# PARTES DO EXERCÍCIO
A: Reproduza o trecho do texto de origem que vai de "O esforço do" até "de outros governos.", inclusive.
B: Segundo o texto de origem, em um cenário otimista, até quando os títulos ESG podem ser lançados?
C: Condense em duas frases o parágrafo do texto de origem que começa com "O subsecretário da Dívida Pública", mantendo seus fatos principais.

# TEXTO DE ORIGEM
════════════════

Brasil se prepara para emissões ESG em meio a críticas sobre política ambiental
A ideia é fazer as emissões tão logo seja concluído o chamado arcabouço ESG, que permitirá uma avaliação sistematizada da performance do país nessas áreas
De olho no objetivo de aumentar a participação do investidor estrangeiro na dívida pública federal, o Tesouro Nacional começa a preparar terreno para o lançamento de emissões soberanas que levem o selo ESG, vinculado a boas práticas nas áreas ambiental, social e de governança.
A ideia é fazer as primeiras emissões tão logo seja concluído o chamado arcabouço ESG, que permitirá uma avaliação sistematizada da performance do país nessas áreas, com informações sobre indicadores e métricas de desempenho e também um mapeamento dos programas e despesas orçamentárias relacionados à agenda de sustentabilidade.
O subsecretário da Dívida Pública, José Franco de Morais, diz que, em um cenário otimista, os títulos ESG podem ser lançados até o final deste ano, mas que não há compromisso com datas. A emissão, segundo ele, será a consequência de um processo em que o Tesouro atua como facilitador, fornecendo a fundos de investimento e a agências de rating dados e esclarecimentos sobre os temas ESG.
“É uma tendência inexorável, um caminho sem volta. O investidor está cada vez mais dando atenção a esses temas, principalmente os estrangeiros”, disse à Reuters.
O esforço do Tesouro de atender a essa demanda ocorre em meio a críticas crescentes à política ambiental do governo Bolsonaro, particularmente na Amazônia. Diante do aumento do desmatamento e do enfraquecimento dos órgãos ambientais, o governo tem sido alvo constante de ONGs internacionais e também de outros governos.

════════════════

# LINHAS FORNECIDAS

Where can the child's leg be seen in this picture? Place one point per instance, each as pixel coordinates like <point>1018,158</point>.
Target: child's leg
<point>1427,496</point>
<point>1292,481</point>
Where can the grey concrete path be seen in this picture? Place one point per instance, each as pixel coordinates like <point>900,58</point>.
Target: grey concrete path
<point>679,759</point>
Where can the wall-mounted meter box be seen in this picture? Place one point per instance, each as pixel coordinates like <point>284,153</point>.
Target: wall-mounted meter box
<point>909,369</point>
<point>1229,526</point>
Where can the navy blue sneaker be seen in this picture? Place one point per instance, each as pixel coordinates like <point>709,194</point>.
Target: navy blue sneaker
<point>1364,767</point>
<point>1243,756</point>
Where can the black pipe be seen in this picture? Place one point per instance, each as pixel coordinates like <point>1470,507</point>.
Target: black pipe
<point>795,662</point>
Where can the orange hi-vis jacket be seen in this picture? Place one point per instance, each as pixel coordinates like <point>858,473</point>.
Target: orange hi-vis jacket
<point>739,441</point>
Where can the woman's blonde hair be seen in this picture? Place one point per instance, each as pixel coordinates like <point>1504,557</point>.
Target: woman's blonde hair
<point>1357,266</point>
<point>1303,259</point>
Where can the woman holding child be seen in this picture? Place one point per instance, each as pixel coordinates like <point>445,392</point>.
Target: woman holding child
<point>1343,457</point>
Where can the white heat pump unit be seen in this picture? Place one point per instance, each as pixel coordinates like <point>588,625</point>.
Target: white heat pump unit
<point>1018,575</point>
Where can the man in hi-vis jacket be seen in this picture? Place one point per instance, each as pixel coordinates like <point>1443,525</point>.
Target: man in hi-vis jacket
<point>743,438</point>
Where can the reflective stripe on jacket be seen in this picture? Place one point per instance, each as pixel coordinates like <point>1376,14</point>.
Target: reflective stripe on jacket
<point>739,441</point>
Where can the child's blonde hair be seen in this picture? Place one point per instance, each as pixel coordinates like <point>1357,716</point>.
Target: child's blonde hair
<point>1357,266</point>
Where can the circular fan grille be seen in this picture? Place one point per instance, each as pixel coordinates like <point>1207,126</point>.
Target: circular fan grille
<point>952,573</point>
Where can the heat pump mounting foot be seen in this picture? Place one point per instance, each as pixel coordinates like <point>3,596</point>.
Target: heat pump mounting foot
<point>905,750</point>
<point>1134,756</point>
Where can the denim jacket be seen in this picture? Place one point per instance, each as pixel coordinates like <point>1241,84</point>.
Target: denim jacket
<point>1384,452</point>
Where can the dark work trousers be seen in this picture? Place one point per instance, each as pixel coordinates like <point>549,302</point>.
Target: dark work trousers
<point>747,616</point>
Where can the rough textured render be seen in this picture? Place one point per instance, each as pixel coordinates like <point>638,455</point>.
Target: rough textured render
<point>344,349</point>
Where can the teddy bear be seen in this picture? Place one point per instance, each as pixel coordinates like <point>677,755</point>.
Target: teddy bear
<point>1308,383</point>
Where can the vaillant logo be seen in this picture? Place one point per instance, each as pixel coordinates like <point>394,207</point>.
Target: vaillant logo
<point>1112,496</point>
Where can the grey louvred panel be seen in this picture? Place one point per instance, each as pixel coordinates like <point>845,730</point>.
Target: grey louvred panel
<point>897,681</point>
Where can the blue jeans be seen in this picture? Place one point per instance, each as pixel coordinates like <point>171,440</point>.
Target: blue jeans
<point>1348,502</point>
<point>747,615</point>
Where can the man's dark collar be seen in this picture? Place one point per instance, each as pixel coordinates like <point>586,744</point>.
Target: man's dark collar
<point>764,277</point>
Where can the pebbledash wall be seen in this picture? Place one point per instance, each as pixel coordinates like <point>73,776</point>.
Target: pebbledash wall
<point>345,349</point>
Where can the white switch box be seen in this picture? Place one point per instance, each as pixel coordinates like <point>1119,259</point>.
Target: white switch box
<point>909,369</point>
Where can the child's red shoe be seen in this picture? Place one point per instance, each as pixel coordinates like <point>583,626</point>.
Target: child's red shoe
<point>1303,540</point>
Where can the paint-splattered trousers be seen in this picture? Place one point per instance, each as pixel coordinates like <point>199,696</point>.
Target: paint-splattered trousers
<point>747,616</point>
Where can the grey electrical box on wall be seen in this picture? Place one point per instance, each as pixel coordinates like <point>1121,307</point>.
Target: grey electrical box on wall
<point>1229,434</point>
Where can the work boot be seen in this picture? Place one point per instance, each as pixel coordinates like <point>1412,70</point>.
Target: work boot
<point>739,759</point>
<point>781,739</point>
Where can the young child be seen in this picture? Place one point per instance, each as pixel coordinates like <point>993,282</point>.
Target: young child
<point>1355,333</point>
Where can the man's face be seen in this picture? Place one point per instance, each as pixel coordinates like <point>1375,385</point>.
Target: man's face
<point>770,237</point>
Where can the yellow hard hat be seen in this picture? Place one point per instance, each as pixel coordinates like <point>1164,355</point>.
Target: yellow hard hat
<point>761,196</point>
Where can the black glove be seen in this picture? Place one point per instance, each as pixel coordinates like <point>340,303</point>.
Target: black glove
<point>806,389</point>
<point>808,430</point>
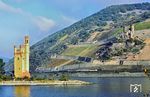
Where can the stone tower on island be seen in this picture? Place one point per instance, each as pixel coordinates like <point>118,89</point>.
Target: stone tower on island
<point>21,59</point>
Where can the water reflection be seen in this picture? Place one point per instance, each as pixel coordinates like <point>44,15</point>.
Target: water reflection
<point>22,91</point>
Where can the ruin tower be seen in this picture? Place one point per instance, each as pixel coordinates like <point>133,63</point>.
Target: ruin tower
<point>132,31</point>
<point>27,52</point>
<point>21,59</point>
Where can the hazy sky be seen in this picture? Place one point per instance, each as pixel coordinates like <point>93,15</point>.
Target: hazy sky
<point>39,18</point>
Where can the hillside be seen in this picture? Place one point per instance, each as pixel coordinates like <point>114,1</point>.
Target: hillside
<point>106,23</point>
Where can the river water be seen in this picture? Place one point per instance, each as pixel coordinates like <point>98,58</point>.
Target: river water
<point>103,87</point>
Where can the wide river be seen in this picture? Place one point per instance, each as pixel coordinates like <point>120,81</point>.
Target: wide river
<point>104,87</point>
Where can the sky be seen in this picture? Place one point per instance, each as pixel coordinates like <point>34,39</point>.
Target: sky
<point>40,18</point>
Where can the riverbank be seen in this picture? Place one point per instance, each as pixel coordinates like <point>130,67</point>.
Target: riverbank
<point>43,82</point>
<point>93,74</point>
<point>103,75</point>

════════════════

# RESPOSTAS POR ITEM
A:
O esforço do Tesouro de atender a essa demanda ocorre em meio a críticas crescentes à política ambiental do governo Bolsonaro, particularmente na Amazônia. Diante do aumento do desmatamento e do enfraquecimento dos órgãos ambientais, o governo tem sido alvo constante de ONGs internacionais e também de outros governos.

B: Até o final deste ano.

C: Segundo José Franco de Morais, subsecretário da Dívida Pública, os títulos ESG podem ser lançados até o final deste ano em um cenário otimista, mas sem compromisso com datas. A emissão resultará de um processo em que o Tesouro atua como facilitador, fornecendo a fundos de investimento e agências de rating dados e esclarecimentos sobre os temas ESG.